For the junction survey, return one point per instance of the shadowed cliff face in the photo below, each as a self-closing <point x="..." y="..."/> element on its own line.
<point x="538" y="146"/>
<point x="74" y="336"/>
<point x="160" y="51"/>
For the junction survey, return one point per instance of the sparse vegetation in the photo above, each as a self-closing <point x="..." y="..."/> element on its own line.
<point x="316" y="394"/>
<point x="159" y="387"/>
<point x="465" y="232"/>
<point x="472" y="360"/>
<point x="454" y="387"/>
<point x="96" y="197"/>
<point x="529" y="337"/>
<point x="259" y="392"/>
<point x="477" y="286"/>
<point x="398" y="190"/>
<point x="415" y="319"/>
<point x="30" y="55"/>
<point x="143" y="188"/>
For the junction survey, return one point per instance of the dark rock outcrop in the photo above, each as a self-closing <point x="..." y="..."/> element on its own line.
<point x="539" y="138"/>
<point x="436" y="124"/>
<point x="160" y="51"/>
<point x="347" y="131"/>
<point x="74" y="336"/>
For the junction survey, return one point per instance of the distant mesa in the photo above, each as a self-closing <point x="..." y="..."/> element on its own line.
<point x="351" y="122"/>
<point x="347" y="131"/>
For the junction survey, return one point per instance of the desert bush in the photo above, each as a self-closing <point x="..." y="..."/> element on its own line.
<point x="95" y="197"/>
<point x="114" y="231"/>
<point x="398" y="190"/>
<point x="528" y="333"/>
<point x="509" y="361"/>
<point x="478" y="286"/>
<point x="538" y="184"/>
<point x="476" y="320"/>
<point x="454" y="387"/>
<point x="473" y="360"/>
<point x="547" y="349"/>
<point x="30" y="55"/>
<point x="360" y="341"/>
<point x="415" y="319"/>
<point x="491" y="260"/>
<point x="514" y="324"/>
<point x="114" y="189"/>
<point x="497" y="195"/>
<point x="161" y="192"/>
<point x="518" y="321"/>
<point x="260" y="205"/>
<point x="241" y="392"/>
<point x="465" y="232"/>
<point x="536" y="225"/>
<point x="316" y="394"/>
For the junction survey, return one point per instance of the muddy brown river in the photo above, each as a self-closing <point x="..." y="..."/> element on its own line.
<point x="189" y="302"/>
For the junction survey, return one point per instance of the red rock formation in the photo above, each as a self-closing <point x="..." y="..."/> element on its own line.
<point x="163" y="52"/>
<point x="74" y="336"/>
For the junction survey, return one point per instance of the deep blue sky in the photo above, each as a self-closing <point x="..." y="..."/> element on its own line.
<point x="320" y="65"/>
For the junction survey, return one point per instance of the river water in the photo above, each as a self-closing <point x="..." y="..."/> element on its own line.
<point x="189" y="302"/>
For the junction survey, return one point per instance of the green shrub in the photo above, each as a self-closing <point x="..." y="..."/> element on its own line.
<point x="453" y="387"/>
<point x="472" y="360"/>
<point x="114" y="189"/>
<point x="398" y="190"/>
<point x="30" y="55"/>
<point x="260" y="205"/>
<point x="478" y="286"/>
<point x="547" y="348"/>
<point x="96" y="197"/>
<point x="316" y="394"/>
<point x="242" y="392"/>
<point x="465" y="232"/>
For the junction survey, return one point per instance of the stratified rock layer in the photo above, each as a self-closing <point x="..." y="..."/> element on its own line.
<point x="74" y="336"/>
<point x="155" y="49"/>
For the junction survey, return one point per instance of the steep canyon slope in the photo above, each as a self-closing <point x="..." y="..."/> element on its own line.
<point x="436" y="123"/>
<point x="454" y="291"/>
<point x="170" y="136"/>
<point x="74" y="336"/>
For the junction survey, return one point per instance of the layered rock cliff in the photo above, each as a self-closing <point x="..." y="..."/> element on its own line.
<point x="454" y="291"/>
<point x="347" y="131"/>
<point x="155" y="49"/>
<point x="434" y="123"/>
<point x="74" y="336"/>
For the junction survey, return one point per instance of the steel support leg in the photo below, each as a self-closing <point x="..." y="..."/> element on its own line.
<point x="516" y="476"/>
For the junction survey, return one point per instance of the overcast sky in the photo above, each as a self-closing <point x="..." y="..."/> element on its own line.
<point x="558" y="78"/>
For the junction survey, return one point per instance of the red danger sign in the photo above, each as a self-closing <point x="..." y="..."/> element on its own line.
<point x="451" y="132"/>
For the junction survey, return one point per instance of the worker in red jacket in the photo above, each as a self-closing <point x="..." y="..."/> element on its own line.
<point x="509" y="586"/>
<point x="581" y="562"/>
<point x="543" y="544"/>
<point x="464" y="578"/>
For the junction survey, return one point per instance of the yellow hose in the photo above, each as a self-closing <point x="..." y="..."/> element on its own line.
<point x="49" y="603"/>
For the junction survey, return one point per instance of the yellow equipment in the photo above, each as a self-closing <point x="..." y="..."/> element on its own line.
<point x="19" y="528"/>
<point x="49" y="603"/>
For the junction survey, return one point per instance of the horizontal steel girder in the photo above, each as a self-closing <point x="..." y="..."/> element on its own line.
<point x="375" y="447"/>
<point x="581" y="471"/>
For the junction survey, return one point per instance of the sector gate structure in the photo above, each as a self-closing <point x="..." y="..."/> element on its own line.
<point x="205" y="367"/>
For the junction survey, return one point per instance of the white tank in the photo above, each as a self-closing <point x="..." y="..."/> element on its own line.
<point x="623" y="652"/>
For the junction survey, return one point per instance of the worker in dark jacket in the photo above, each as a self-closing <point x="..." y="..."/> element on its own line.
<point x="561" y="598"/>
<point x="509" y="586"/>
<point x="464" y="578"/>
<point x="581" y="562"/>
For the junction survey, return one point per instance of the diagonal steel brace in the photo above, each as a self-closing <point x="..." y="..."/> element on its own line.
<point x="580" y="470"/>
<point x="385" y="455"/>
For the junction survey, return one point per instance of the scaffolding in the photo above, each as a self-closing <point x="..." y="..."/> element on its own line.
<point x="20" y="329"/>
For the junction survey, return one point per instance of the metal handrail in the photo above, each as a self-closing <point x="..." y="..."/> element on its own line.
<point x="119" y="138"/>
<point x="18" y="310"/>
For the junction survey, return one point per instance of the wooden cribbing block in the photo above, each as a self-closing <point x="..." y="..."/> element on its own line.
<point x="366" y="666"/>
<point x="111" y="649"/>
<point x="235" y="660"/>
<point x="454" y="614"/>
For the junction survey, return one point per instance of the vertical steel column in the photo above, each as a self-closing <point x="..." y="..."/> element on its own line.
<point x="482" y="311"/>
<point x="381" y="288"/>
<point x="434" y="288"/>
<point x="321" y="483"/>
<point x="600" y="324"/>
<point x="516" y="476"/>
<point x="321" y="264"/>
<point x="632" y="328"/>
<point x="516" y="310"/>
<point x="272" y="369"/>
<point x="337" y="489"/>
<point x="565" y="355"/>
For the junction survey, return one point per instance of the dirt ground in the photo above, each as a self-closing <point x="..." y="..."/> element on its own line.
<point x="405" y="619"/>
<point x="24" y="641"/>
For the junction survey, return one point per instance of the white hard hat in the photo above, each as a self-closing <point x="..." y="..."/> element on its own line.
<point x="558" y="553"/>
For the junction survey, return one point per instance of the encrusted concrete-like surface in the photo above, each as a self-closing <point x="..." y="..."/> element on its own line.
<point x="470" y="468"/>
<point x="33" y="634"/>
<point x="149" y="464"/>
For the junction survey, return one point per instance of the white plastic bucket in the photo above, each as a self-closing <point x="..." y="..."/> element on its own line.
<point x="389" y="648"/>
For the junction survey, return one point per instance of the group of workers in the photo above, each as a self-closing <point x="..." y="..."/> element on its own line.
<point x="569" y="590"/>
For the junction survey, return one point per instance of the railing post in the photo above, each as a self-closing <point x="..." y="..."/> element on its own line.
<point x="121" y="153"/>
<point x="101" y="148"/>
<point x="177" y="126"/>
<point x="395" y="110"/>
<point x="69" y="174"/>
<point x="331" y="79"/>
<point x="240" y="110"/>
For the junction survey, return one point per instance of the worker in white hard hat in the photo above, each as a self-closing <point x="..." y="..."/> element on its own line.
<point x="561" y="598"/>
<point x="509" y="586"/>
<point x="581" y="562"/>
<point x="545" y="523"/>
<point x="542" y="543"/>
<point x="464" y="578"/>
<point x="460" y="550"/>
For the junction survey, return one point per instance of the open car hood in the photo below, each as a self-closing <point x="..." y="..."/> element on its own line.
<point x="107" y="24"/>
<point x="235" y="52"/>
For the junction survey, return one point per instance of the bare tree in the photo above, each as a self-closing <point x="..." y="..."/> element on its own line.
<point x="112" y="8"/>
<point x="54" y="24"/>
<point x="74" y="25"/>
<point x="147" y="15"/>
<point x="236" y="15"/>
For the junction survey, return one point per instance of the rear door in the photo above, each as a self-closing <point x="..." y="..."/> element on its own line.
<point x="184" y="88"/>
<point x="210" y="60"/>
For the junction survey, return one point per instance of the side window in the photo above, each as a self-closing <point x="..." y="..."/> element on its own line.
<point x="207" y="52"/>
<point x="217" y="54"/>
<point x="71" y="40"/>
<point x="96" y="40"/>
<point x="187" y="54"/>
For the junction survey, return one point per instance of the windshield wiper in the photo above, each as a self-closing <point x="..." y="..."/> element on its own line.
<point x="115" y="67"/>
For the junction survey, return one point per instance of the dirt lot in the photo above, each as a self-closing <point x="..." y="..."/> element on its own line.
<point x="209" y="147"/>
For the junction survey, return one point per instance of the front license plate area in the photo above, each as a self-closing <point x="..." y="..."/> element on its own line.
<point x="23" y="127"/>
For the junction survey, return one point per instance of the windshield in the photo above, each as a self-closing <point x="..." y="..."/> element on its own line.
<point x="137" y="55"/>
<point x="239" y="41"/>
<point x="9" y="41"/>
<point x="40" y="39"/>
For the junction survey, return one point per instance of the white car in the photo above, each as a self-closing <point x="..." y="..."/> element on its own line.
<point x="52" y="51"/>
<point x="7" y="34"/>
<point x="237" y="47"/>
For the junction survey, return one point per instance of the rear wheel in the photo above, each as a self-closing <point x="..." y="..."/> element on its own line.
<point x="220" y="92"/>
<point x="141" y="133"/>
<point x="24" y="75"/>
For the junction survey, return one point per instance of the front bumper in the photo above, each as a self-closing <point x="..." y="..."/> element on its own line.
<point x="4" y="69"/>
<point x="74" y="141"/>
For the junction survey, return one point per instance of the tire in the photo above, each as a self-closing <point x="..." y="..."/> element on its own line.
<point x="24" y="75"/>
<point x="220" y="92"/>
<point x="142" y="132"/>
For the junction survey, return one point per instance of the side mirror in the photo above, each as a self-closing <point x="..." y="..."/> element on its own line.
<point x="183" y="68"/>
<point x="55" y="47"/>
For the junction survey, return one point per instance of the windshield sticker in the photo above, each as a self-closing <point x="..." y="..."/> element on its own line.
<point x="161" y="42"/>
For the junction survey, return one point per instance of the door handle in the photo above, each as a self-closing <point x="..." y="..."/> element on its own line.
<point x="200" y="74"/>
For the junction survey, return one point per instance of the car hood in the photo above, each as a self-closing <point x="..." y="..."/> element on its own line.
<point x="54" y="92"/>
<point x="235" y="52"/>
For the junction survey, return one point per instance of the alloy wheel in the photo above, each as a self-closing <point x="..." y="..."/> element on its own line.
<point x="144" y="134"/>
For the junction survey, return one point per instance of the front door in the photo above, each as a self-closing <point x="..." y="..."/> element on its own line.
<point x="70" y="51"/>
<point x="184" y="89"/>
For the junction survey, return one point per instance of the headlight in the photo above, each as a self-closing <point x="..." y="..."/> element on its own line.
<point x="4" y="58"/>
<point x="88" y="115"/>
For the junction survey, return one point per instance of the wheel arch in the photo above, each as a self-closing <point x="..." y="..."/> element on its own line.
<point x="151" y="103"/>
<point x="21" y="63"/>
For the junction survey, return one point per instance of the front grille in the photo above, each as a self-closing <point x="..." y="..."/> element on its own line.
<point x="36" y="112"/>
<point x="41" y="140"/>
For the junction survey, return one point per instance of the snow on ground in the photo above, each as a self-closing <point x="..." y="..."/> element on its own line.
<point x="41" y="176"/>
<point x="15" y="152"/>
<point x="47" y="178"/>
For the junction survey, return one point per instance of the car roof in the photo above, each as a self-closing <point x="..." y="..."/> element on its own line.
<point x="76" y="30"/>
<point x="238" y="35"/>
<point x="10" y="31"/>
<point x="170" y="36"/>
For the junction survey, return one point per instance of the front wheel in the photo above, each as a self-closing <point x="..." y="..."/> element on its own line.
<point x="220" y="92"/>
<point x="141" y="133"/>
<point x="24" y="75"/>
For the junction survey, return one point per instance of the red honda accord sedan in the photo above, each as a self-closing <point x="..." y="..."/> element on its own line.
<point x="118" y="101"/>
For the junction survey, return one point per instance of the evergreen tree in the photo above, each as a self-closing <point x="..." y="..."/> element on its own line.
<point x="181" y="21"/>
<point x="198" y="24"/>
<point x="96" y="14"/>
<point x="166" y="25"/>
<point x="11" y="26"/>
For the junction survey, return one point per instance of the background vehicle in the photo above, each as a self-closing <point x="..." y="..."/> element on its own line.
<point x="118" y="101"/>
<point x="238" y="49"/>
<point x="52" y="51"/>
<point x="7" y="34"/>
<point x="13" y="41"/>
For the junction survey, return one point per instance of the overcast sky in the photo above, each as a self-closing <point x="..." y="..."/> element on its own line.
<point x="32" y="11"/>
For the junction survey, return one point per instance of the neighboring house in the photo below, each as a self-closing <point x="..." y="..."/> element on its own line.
..........
Task requirements:
The lines to reproduce run from the line containing "the front wheel" to the end of the listing; write them out exactly and add nothing.

Complete answer:
For the junction survey, return one point per instance of the front wheel in the photo above, each as a self-closing <point x="..." y="..."/> element on its own line.
<point x="220" y="92"/>
<point x="141" y="133"/>
<point x="24" y="75"/>
For the junction survey, return one point per instance of the red honda accord sedan in the photo above, each as a self-closing <point x="..." y="..."/> element on its own line.
<point x="118" y="101"/>
For the junction survey, return one point per instance of the evergreen tree in the photo above, each as a self-closing <point x="..." y="..."/> element on its own line.
<point x="181" y="21"/>
<point x="198" y="24"/>
<point x="96" y="14"/>
<point x="166" y="25"/>
<point x="11" y="26"/>
For the junction survey, return one point per instance of the background vehicle in the photo above, each as a self-closing <point x="..." y="..."/> element on its own line.
<point x="118" y="101"/>
<point x="238" y="49"/>
<point x="52" y="51"/>
<point x="7" y="34"/>
<point x="13" y="41"/>
For the junction survey, return one point per instance of the overcast sky in the photo above, each as a self-closing <point x="..." y="..."/> element on its own line.
<point x="32" y="11"/>
For the junction survey, return one point per instance of the neighboring house in the photo below, each as a self-closing <point x="..." y="..."/> element on its own line.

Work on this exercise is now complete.